═════ Records for processing ═════
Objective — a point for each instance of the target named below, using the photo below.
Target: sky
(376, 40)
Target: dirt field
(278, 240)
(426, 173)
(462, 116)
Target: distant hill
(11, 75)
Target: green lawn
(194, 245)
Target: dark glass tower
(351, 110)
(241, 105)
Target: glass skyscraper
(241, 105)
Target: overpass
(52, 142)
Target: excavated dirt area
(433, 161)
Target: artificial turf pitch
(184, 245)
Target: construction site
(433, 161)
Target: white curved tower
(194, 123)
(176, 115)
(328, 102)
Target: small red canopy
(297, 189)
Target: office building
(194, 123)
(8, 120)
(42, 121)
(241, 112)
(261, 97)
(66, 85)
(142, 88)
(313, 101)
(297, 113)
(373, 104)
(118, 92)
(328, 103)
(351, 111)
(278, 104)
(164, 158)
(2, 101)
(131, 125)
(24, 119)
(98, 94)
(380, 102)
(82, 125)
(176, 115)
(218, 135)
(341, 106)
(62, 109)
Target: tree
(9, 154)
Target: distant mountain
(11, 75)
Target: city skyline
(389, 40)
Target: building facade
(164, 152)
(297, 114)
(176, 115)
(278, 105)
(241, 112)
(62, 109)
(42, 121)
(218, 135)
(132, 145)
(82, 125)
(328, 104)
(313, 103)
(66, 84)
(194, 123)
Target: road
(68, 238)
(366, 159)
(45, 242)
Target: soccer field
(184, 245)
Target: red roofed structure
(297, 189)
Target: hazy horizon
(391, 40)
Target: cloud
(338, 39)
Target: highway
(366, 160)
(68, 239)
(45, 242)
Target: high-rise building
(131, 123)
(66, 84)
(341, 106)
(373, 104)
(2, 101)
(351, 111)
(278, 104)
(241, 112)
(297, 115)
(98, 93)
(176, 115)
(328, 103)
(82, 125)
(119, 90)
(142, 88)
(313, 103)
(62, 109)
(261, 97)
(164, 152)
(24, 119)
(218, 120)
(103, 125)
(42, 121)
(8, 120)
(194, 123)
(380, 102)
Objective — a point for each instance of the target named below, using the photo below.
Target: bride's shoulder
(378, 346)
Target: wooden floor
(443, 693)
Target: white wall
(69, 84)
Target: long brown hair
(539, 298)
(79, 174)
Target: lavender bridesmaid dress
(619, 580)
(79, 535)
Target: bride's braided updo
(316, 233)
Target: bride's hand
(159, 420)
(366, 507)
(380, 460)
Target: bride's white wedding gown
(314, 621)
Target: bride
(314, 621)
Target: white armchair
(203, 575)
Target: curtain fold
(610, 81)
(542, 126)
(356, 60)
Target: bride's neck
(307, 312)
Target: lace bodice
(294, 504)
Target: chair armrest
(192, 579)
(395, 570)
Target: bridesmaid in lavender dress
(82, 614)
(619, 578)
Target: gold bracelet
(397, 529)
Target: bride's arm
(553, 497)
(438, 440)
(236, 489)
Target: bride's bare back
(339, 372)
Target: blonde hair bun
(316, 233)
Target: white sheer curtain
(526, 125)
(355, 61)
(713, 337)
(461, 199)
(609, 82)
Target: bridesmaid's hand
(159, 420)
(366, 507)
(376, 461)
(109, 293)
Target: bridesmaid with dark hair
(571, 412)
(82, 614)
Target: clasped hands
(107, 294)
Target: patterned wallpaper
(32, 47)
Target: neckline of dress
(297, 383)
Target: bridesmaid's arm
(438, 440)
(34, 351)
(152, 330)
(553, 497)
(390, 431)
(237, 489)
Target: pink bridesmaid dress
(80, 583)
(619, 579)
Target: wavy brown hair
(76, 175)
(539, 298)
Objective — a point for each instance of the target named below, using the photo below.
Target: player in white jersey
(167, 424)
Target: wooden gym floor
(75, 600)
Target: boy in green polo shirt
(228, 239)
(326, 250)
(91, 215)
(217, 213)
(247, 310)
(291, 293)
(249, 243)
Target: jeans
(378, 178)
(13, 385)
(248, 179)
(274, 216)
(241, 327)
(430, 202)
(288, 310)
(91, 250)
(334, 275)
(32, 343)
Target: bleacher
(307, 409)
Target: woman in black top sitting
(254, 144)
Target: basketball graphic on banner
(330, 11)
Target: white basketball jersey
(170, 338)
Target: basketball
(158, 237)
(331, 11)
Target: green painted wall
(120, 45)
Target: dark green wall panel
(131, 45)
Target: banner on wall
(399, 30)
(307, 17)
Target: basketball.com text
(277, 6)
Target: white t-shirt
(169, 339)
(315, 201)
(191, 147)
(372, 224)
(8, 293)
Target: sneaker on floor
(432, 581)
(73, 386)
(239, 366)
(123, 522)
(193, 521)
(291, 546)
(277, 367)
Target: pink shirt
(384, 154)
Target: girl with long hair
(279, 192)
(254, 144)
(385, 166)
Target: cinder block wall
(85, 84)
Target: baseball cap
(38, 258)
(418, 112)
═════
Work required
Give back the entries exactly. Omit none of them.

Answer to this task
Objective — a point for each instance of the target named below, using the photo below.
Target: sky
(376, 40)
Target: dirt field
(278, 240)
(426, 173)
(462, 116)
Target: distant hill
(11, 75)
Target: green lawn
(194, 245)
Target: dark glass tower
(351, 110)
(241, 105)
Target: glass skyscraper
(241, 105)
Target: overpass
(52, 142)
Target: excavated dirt area
(433, 161)
Target: artificial turf pitch
(184, 245)
Target: construction site
(433, 161)
Target: white curved tower
(194, 123)
(176, 115)
(328, 102)
Target: small red canopy
(297, 189)
Target: office building
(194, 123)
(8, 120)
(42, 121)
(241, 112)
(261, 97)
(66, 85)
(142, 88)
(313, 101)
(297, 113)
(373, 104)
(118, 92)
(328, 103)
(351, 111)
(278, 104)
(164, 158)
(2, 101)
(131, 125)
(24, 119)
(98, 94)
(380, 102)
(82, 125)
(176, 115)
(218, 135)
(341, 106)
(62, 109)
Target: tree
(9, 154)
Target: distant mountain
(11, 75)
Target: city skyline
(389, 40)
Target: building facade
(164, 152)
(297, 114)
(176, 115)
(278, 105)
(241, 112)
(62, 109)
(42, 121)
(218, 135)
(132, 145)
(82, 125)
(328, 104)
(313, 103)
(66, 84)
(194, 123)
Target: road
(68, 238)
(366, 159)
(45, 242)
Target: soccer field
(184, 245)
Target: red roofed structure
(297, 189)
Target: hazy horizon
(391, 40)
Target: cloud
(338, 39)
Target: highway
(366, 160)
(68, 239)
(45, 242)
Target: high-rise building
(131, 123)
(66, 84)
(341, 106)
(373, 104)
(2, 101)
(351, 111)
(278, 104)
(241, 112)
(297, 115)
(98, 93)
(176, 115)
(328, 103)
(82, 125)
(119, 90)
(142, 88)
(313, 103)
(62, 109)
(261, 97)
(164, 152)
(24, 119)
(218, 120)
(103, 125)
(42, 121)
(8, 120)
(194, 123)
(380, 102)
Objective — a point for each instance of the target named below, using the photo below.
Target: bride's shoulder
(378, 346)
Target: wooden floor
(443, 693)
Target: white wall
(69, 84)
Target: long brown hair
(539, 298)
(79, 174)
Target: lavender bridesmaid dress
(619, 580)
(79, 535)
Target: bride's braided updo
(316, 233)
Target: bride's hand
(159, 420)
(366, 507)
(380, 460)
Target: bride's white wedding gown
(314, 621)
Target: bride
(314, 621)
Target: white armchair
(203, 575)
Target: curtain fold
(610, 81)
(542, 126)
(356, 60)
Target: bride's neck
(307, 312)
Target: lace bodice
(294, 504)
Target: chair armrest
(192, 579)
(395, 570)
Target: bridesmaid in lavender dress
(82, 614)
(619, 578)
Target: gold bracelet
(397, 529)
Target: bride's arm
(553, 497)
(438, 440)
(236, 489)
Target: bride's bare back
(339, 372)
Target: blonde hair bun
(316, 233)
Target: white sheer curtain
(526, 125)
(355, 61)
(713, 337)
(461, 199)
(609, 82)
Target: bridesmaid's hand
(159, 420)
(366, 507)
(376, 461)
(109, 293)
Target: bridesmaid with dark hair
(571, 412)
(82, 614)
Target: clasped hands
(107, 294)
Target: patterned wallpaper
(32, 47)
Target: neckline of dress
(297, 383)
Target: bridesmaid's arm
(438, 440)
(34, 351)
(152, 330)
(553, 497)
(390, 431)
(237, 489)
Target: pink bridesmaid dress
(80, 583)
(619, 579)
Target: wavy brown hair
(76, 175)
(539, 298)
Objective — a point for each instance of the target named below, using the photo below.
Target: player in white jersey
(167, 424)
Target: wooden gym floor
(75, 600)
Target: boy in green polo shirt
(228, 239)
(326, 250)
(91, 215)
(217, 213)
(247, 310)
(291, 293)
(249, 243)
Target: jeans
(378, 178)
(13, 385)
(248, 179)
(274, 216)
(241, 327)
(430, 202)
(288, 310)
(91, 250)
(334, 275)
(32, 343)
Target: bleacher
(307, 409)
Target: woman in black top sitting
(254, 144)
Target: basketball graphic on banner
(330, 11)
Target: white basketball jersey
(170, 338)
Target: basketball
(158, 237)
(331, 11)
Target: green painted wall
(120, 45)
Target: dark green wall panel
(131, 45)
Target: banner on wall
(399, 30)
(307, 17)
Target: basketball.com text
(277, 6)
Target: white t-shirt
(169, 339)
(315, 201)
(191, 147)
(372, 224)
(8, 293)
Target: sneaker on floor
(432, 581)
(73, 386)
(239, 366)
(123, 522)
(193, 521)
(291, 546)
(277, 367)
Target: pink shirt
(384, 154)
Target: girl with long hair
(279, 192)
(254, 144)
(385, 166)
Target: cinder block wall
(85, 84)
Target: baseball cap
(38, 258)
(418, 112)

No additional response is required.